## DATA SECTION
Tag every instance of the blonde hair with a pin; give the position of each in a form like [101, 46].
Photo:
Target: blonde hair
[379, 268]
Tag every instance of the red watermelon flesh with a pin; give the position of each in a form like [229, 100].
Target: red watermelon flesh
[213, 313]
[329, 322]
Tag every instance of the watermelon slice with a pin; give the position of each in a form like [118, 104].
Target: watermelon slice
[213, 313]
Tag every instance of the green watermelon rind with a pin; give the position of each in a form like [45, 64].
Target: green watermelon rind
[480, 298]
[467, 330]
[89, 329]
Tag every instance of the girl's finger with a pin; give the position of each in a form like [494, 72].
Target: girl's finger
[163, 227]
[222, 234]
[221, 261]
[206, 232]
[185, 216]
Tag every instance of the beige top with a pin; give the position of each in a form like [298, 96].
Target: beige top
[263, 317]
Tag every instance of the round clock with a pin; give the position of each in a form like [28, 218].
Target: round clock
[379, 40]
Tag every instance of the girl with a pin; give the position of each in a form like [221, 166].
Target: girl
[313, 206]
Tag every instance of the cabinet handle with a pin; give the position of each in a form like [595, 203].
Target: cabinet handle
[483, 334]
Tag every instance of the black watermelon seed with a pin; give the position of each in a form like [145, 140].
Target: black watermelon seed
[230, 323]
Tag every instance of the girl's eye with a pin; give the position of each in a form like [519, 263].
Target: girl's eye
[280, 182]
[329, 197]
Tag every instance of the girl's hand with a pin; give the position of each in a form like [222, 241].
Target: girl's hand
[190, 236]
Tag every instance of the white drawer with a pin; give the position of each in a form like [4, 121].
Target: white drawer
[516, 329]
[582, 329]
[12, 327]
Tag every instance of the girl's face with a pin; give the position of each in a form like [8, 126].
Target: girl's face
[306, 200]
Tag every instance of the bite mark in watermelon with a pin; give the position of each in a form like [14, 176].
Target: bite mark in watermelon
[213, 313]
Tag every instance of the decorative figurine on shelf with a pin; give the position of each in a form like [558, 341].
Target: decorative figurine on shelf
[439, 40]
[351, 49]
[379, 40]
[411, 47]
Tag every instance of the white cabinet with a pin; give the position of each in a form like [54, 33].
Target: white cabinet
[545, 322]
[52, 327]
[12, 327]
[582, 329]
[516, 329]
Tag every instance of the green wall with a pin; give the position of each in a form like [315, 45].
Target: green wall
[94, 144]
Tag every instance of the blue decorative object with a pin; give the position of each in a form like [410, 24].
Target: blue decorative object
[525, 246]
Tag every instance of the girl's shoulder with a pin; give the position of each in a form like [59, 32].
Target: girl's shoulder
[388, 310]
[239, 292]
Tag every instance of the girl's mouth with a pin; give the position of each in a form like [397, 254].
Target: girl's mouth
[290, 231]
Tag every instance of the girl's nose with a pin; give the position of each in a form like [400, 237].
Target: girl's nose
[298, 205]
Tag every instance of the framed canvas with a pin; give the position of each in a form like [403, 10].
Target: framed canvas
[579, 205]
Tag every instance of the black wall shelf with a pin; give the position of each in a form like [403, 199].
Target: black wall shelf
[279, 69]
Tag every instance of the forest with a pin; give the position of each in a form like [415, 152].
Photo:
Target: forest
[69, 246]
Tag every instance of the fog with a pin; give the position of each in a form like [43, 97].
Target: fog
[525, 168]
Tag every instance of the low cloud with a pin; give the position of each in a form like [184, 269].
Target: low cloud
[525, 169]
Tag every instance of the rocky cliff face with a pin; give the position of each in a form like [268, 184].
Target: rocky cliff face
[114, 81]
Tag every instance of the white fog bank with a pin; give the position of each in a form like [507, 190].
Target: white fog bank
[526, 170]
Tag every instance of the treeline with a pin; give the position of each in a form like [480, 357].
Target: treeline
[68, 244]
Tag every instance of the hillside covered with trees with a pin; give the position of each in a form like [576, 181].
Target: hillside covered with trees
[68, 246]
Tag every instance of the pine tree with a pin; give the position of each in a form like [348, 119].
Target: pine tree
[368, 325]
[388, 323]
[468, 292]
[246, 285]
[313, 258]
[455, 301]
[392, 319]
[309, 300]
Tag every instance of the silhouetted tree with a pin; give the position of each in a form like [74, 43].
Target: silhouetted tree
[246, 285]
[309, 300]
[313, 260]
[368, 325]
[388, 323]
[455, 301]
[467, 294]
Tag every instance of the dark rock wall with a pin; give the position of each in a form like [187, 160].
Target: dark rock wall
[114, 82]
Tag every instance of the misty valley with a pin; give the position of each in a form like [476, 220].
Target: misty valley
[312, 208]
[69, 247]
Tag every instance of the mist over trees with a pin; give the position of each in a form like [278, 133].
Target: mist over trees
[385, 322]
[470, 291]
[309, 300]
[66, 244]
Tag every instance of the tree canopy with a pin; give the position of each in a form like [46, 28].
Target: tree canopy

## EXERCISE BRIEF
Please copy out all of the records above line for line, keeping every character unchanged.

## RESPONSE TO THIS TASK
Tag every instance of the blonde hair with a pin; give the position of each in a form like [101, 46].
Photo:
Target: blonde hair
[379, 268]
Tag every instance of the red watermelon flesh with a pin; give the position of each in a form like [229, 100].
Target: red watermelon flesh
[213, 313]
[329, 322]
Tag every instance of the watermelon slice with a pin; give the position of each in a form like [118, 104].
Target: watermelon slice
[213, 313]
Tag every instance of the green watermelon rind with a pin; give the position of each in a form like [45, 64].
Target: green watermelon rind
[480, 298]
[467, 330]
[89, 329]
Tag every instance of the girl's finger with a pin; give the position of each in a form like [494, 72].
Target: girl's finger
[163, 227]
[222, 234]
[221, 261]
[206, 232]
[185, 216]
Tag every instance of the beige top with a pin; give the position of each in a form like [298, 96].
Target: beige top
[263, 317]
Tag every instance of the round clock with a pin; give the position of each in a form like [28, 218].
Target: round clock
[379, 40]
Tag every instance of the girl with a pin; give the position of each in a form like [221, 166].
Target: girl
[313, 206]
Tag every instance of the cabinet handle with a pin; give the position of each in a form like [595, 203].
Target: cabinet handle
[483, 334]
Tag every instance of the black watermelon seed with a pin; give the position of each in a form like [145, 140].
Target: black watermelon seed
[230, 323]
Tag every instance of the girl's eye with a pin; give the position of each in a form like [519, 263].
Target: girl's eye
[280, 182]
[329, 197]
Tag every instance of the girl's hand with a pin; give the position of each in a form like [222, 241].
Target: girl's hand
[190, 236]
Tag every instance of the white drawer with a pin; give the position of each in a form like [4, 121].
Target: white drawer
[516, 329]
[582, 329]
[12, 327]
Tag every instance of the girl's face with a pin; give the position of each in a form like [8, 126].
Target: girl's face
[306, 200]
Tag every instance of the bite mark in watermelon with a pin; give the position of each in a form like [14, 176].
Target: bite mark in watermelon
[213, 313]
Tag every instance of the decorative figurine on shelf with a pin; give the position of each in a form like [558, 341].
Target: decorative figurine on shelf
[439, 40]
[351, 49]
[379, 40]
[411, 47]
Tag every instance of the white cabinet with a pin; give the position of each in a form like [54, 33].
Target: white cabinet
[545, 322]
[52, 327]
[12, 327]
[582, 329]
[516, 329]
Tag every instance of the green wall with a pin; give the position of each in a form like [315, 45].
Target: green wall
[94, 144]
Tag every instance of the blue decorative object with a pin; give the position of each in a form like [410, 24].
Target: blue decorative object
[525, 246]
Tag every instance of the girl's shoulder with a pin; give the position of each in a form like [59, 32].
Target: girl's shoulder
[388, 310]
[239, 292]
Tag every instance of the girl's mouth with a pin; give the position of each in a form like [397, 254].
Target: girl's mouth
[290, 231]
Tag every instance of the girl's nose with a pin; give the position of each in a form like [400, 237].
Target: girl's nose
[298, 205]
Tag every instance of the framed canvas with a pin; give the position of each in a form like [403, 10].
Target: framed canvas
[579, 205]
Tag every instance of the black wall shelf with a pin; give the position of each in a form like [403, 199].
Target: black wall shelf
[279, 69]
Tag every instance of the forest with a pin; give the position of each in a form like [415, 152].
Photo:
Target: forest
[69, 246]
Tag every instance of the fog with a pin; give the position of each in a form like [43, 97].
Target: fog
[525, 168]
Tag every instance of the low cloud with a pin; give the position of each in a form like [184, 269].
Target: low cloud
[525, 169]
Tag every instance of the rocky cliff face with a pin; give the position of each in a form like [268, 184].
Target: rocky cliff face
[114, 81]
Tag every instance of the white fog bank with a pin; give the position of each in a form like [507, 190].
Target: white fog bank
[526, 170]
Tag every instance of the treeline with a pin; give the position of each in a form like [480, 357].
Target: treeline
[68, 244]
Tag every instance of the hillside covered with trees with a pin; give the position of each in a form like [576, 181].
Target: hillside covered with trees
[68, 246]
Tag every instance of the pine tree with a pin; give the position of each in a form like [348, 119].
Target: pine tree
[368, 325]
[388, 323]
[468, 292]
[246, 285]
[313, 258]
[455, 301]
[392, 319]
[309, 300]
Tag every instance of the silhouetted tree with a pin; give the position of each in a form like [74, 43].
Target: silhouetted tree
[246, 285]
[309, 300]
[313, 260]
[368, 325]
[388, 323]
[455, 301]
[467, 294]
Tag every instance of the dark rock wall with a pin; give the position of each in a form like [187, 160].
Target: dark rock wall
[114, 82]
Tag every instance of the misty valley with a pin; give the position of each in a form like [476, 220].
Target: misty valley
[312, 208]
[69, 247]
Tag every instance of the mist over trees with a pin; give the position of each in a form like [278, 133].
Target: mist over trees
[385, 322]
[470, 291]
[309, 300]
[66, 244]
Tag every instance of the tree canopy with a pin; give the position of each in a form like [46, 28].
Target: tree canopy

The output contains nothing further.